• [Exercise requirements]: Rewrite the items below, substituting "one point" for every "single point" and leaving everything else untouched. Leave the pictures out of your answer.

Entries taken from a collection
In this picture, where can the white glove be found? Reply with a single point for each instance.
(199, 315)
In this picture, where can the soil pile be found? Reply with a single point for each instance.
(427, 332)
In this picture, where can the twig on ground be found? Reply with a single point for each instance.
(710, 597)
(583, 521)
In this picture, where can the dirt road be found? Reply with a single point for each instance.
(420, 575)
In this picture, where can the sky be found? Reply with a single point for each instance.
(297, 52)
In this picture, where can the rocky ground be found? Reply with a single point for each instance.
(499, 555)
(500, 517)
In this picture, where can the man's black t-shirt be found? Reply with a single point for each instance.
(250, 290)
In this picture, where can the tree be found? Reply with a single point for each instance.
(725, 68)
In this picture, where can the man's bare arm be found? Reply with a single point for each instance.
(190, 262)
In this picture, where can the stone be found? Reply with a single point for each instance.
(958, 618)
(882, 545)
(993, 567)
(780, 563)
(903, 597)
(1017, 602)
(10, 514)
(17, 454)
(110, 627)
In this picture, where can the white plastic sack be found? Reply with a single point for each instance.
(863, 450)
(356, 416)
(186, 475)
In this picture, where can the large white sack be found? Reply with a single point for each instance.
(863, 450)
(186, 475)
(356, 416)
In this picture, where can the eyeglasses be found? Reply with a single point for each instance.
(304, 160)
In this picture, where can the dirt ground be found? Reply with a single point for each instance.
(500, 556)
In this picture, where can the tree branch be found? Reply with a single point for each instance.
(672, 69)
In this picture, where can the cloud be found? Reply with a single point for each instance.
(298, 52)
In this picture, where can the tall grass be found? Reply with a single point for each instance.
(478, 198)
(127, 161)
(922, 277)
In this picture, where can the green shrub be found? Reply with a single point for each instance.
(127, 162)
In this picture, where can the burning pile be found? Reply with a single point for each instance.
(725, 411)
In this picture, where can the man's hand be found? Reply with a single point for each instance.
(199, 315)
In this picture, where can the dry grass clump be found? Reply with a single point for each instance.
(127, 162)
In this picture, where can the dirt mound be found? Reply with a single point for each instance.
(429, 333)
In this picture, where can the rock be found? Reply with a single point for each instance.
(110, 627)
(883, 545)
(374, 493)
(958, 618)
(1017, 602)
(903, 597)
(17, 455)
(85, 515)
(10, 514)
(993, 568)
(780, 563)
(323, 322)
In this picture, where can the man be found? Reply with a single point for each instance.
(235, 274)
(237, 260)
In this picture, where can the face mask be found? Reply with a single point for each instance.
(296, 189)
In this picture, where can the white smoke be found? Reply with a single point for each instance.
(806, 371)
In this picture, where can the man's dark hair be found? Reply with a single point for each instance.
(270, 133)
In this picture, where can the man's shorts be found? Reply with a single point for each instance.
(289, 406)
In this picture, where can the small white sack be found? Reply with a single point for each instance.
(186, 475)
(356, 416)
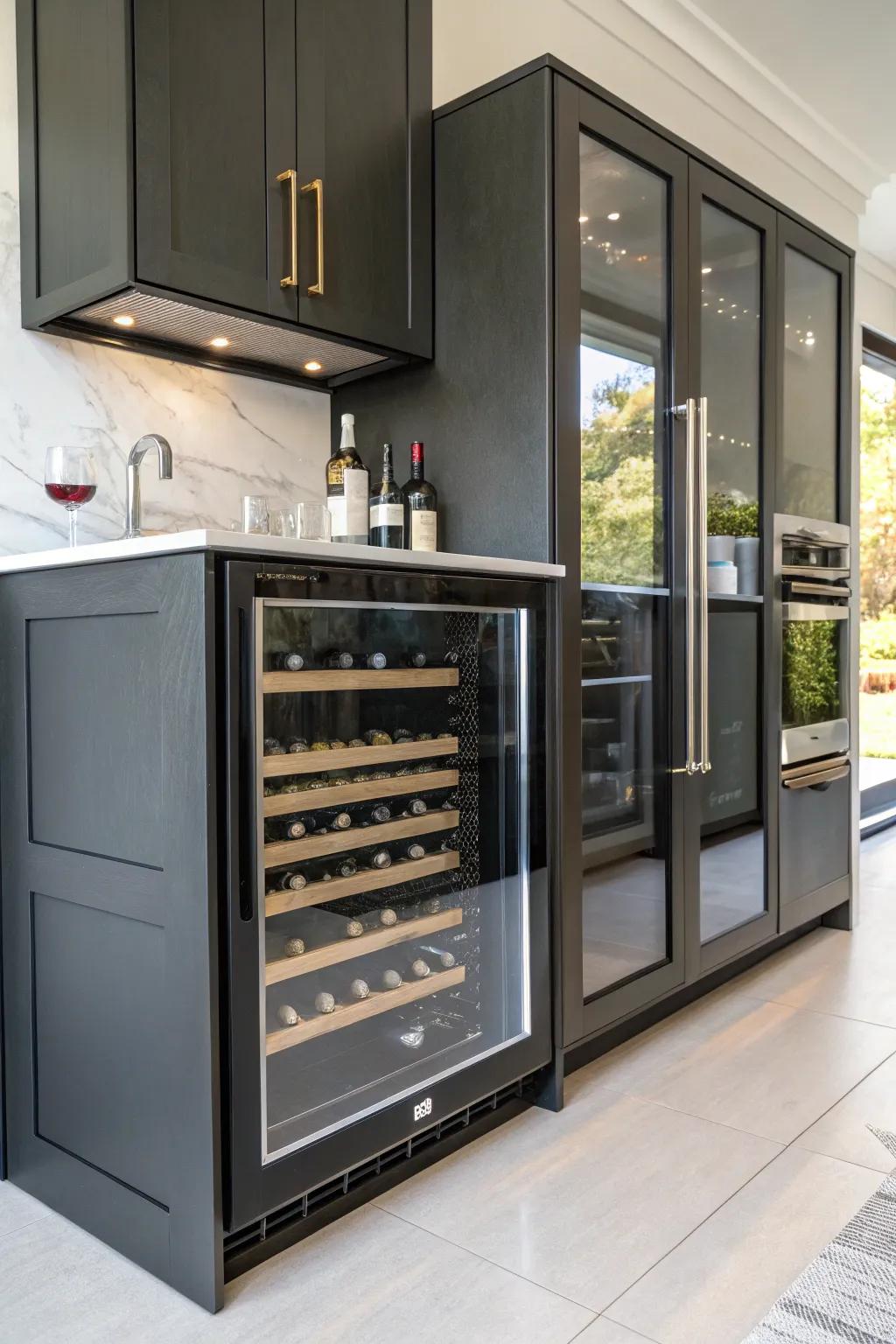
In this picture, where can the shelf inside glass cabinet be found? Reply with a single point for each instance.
(391, 852)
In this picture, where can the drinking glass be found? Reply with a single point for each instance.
(256, 514)
(283, 521)
(312, 522)
(70, 479)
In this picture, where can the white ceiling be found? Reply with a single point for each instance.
(837, 62)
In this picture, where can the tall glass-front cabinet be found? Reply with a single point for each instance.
(669, 374)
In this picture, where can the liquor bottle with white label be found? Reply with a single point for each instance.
(387, 507)
(421, 507)
(346, 489)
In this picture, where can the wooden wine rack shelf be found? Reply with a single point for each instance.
(309, 800)
(378, 1003)
(348, 759)
(318, 892)
(288, 968)
(358, 837)
(358, 679)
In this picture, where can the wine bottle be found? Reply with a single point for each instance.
(339, 659)
(387, 507)
(291, 880)
(421, 507)
(348, 489)
(289, 662)
(376, 815)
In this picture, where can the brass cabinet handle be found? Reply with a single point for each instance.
(318, 187)
(291, 280)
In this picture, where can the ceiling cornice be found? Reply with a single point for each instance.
(715, 67)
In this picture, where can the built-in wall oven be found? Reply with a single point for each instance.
(813, 569)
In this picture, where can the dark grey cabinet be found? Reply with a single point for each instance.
(258, 180)
(644, 401)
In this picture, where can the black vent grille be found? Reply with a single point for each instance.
(349, 1183)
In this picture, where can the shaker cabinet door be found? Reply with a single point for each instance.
(207, 75)
(364, 162)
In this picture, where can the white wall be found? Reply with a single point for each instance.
(230, 434)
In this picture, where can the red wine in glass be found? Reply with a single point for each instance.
(72, 495)
(70, 479)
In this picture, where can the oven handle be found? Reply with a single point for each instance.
(816, 774)
(820, 589)
(813, 612)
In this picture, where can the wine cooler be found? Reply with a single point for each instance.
(389, 892)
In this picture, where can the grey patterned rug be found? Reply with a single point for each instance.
(850, 1292)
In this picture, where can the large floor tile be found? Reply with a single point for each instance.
(844, 1130)
(604, 1331)
(844, 973)
(18, 1208)
(723, 1278)
(763, 1068)
(584, 1201)
(369, 1278)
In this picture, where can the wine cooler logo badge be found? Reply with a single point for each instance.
(424, 1109)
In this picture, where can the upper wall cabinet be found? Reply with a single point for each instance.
(241, 182)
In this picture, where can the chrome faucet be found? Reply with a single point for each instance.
(135, 458)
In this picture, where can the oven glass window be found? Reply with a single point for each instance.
(812, 672)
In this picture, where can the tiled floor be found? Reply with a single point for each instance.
(690, 1178)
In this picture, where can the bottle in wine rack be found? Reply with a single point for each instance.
(421, 507)
(348, 489)
(290, 880)
(289, 662)
(439, 958)
(339, 659)
(375, 815)
(387, 507)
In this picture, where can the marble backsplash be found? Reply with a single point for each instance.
(231, 436)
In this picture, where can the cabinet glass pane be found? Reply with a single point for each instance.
(624, 354)
(732, 880)
(730, 368)
(394, 863)
(624, 788)
(812, 376)
(732, 883)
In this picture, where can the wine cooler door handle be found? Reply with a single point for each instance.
(318, 187)
(705, 765)
(245, 800)
(688, 413)
(291, 280)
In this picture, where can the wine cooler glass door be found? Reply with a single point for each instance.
(391, 772)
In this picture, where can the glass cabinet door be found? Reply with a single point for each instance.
(626, 202)
(730, 286)
(393, 852)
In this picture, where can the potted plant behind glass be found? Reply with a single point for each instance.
(732, 527)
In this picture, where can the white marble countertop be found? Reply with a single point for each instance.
(276, 547)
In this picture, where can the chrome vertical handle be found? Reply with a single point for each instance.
(291, 280)
(318, 187)
(688, 413)
(705, 765)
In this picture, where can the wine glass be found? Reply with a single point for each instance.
(70, 479)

• [The result]:
In this picture, where can the white glove be found? Reply with a one point for each instance.
(199, 315)
In this picture, where can the soil pile be found? Reply with a one point for each instance.
(427, 332)
In this picture, where can the twig on ground be found? Reply with a one point for each instance.
(710, 597)
(583, 521)
In this picture, where can the dirt road be found? Reply with a one point for each instance.
(420, 575)
In this picture, where can the sky be found? Reply with a one point for each instance.
(297, 52)
In this picture, where can the rocky ground be found? Reply with a one point for each instance.
(499, 555)
(500, 517)
In this picture, where can the man's black t-shirt be found? Reply with a one point for each instance.
(250, 290)
In this picture, where can the tree be found? Reply with a one point for each instance.
(725, 68)
In this picture, where can the man's bare arm be found? Reply with a one point for each instance.
(190, 262)
In this picture, where can the stone be found? Reply with a one point for each instance.
(958, 618)
(882, 545)
(993, 567)
(780, 563)
(903, 597)
(1017, 602)
(10, 514)
(17, 454)
(110, 627)
In this picture, where can the white plastic sack be found? Reply with a one point for each instance.
(863, 450)
(356, 416)
(186, 475)
In this picture, where can the large white sack be found? Reply with a one point for each instance.
(863, 450)
(186, 475)
(356, 416)
In this picture, where can the eyeglasses be found? Reply with a one point for each instance.
(304, 160)
In this picture, where can the dirt ground be found? Reply with a one point for each instance.
(500, 556)
In this picture, where can the tree branch be found? Reply with a one point for each instance.
(672, 69)
In this picture, where can the cloud be found? Reply with a one point for each instance.
(298, 52)
In this picture, where can the tall grass be found? Reply with a one point for each instance.
(478, 198)
(127, 161)
(922, 277)
In this picture, where can the green shrub be found? Reply with a one point for each instance.
(127, 162)
In this picture, where can the burning pile be found? Reply with a one point for each instance.
(725, 411)
In this picture, where can the man's hand be found? Reply with a one point for each instance.
(199, 315)
In this picture, where can the dry grass clump be found? Reply with a one point for each instance.
(127, 162)
In this picture, where can the dirt mound be found? Reply with a one point for each instance.
(429, 333)
In this picture, where can the rock be found? Reply with a one point for each instance.
(110, 627)
(883, 545)
(374, 493)
(958, 618)
(1017, 602)
(903, 597)
(17, 455)
(85, 515)
(10, 514)
(993, 568)
(780, 563)
(323, 322)
In this picture, where can the man be found? Reply with a one point for each instance.
(235, 274)
(237, 260)
In this picture, where can the face mask be found? Reply with a one point for each instance.
(296, 189)
In this picture, where can the white smoke be found? Reply with a one point for each instance.
(806, 371)
In this picture, where can the man's dark hair be found? Reply with a one point for each instance.
(270, 133)
In this picture, where can the man's shorts be found? Reply with a one point for each instance.
(289, 406)
In this picture, where can the small white sack be found? Reply with a one point for each instance.
(186, 475)
(356, 416)
In this picture, where can the shelf inside glass cabinet be found? Reply with a one point for each instance.
(391, 852)
In this picture, where can the drinking glass be found? Reply with a one point for each instance.
(256, 514)
(283, 521)
(312, 522)
(70, 479)
In this picture, where can the white ceiling be found? Reply with a one point for each instance.
(837, 62)
In this picture, where can the tall glass-front cabinet be found? Reply with a one point for each instance.
(669, 374)
In this picture, where can the liquor bottle with white label be found? Reply with a one point for each instance.
(387, 507)
(421, 507)
(346, 489)
In this picture, where can the wooden wine rack shelf be found? Reply with a one point for each instance.
(309, 800)
(378, 1003)
(348, 759)
(318, 892)
(288, 968)
(358, 837)
(358, 679)
In this picture, where can the wine bottle be found? Reply with a one point for each instance.
(339, 659)
(387, 507)
(291, 880)
(421, 507)
(348, 489)
(289, 662)
(376, 815)
In this picture, where can the brass cabinet handle be found? Reply with a one point for each instance.
(318, 187)
(291, 280)
In this picture, where can the ceiling cornice be found? Reply with a one point for each instance.
(715, 67)
In this picture, where can the built-in wall oven be found? Reply with a one point for each instance.
(813, 569)
In this picture, where can the dark grey cabinet be found? Reply with a one point for each instance.
(258, 180)
(644, 401)
In this picture, where can the black vent grille be found? Reply with a one point for each instance.
(349, 1183)
In this picture, where can the shaker cabinet door be found? Reply with a one point for each instance.
(207, 75)
(364, 162)
In this picture, where can the white wall be found? Reply with a one point for each instance.
(230, 434)
In this picture, where can the red wine in glass be found? Reply with a one point for each instance.
(72, 495)
(70, 479)
In this picture, where can the oven handle be found? Reply with a one point for each instance.
(816, 774)
(820, 589)
(813, 612)
In this picture, where can the wine cooler be found? Reply with a one point for each instance.
(389, 892)
In this picture, where can the grey patterned rug be found? Reply with a one point for each instance.
(850, 1292)
In this picture, where can the large floor tile be found? Reply with a one point for each instance.
(844, 1130)
(604, 1331)
(844, 973)
(18, 1208)
(723, 1278)
(763, 1068)
(584, 1201)
(369, 1278)
In this picture, where can the wine cooler logo badge be found? Reply with a one point for each instance.
(424, 1109)
In this picture, where can the upper wall cabinet be found? Reply with a one point for each instance.
(241, 182)
In this picture, where can the chrome faucet be found? Reply with a one point for each instance.
(135, 458)
In this picture, where can the oven glass window be found? Reply with a one point for each instance.
(812, 672)
In this picture, where can the tiled floor be found? Reply with a one point for each instance.
(690, 1178)
In this picture, where can the bottle in wine rack be found? Reply with a one point for each instance.
(421, 507)
(348, 489)
(290, 880)
(289, 662)
(439, 958)
(339, 659)
(375, 815)
(387, 507)
In this picture, where can the marble backsplash be found? Reply with a one point for each instance.
(231, 436)
In this picture, where can the cabinet glass pane be found? Reply with a one point for each instance.
(624, 354)
(732, 880)
(730, 368)
(394, 863)
(624, 788)
(812, 376)
(732, 883)
In this picture, where can the wine cooler door handle be found? Reply with a one point for each instance.
(318, 187)
(705, 765)
(245, 800)
(688, 413)
(291, 280)
In this picture, where can the wine cooler glass door be found? Reply with a one point for each instance.
(391, 772)
In this picture, where can the glass cabinet door be found? Reply with a one point for each instance.
(626, 202)
(730, 286)
(393, 852)
In this picture, where can the potted plant behind glass be found? Reply with a one point for each instance.
(732, 527)
In this picture, where can the white marble countertop be found? Reply with a one point for each instance.
(276, 547)
In this picture, where can the chrome vertical handle be found? Reply with a one point for each instance.
(291, 280)
(318, 187)
(688, 413)
(705, 765)
In this picture, where can the wine glass be found? Reply with a one point for each instance.
(70, 479)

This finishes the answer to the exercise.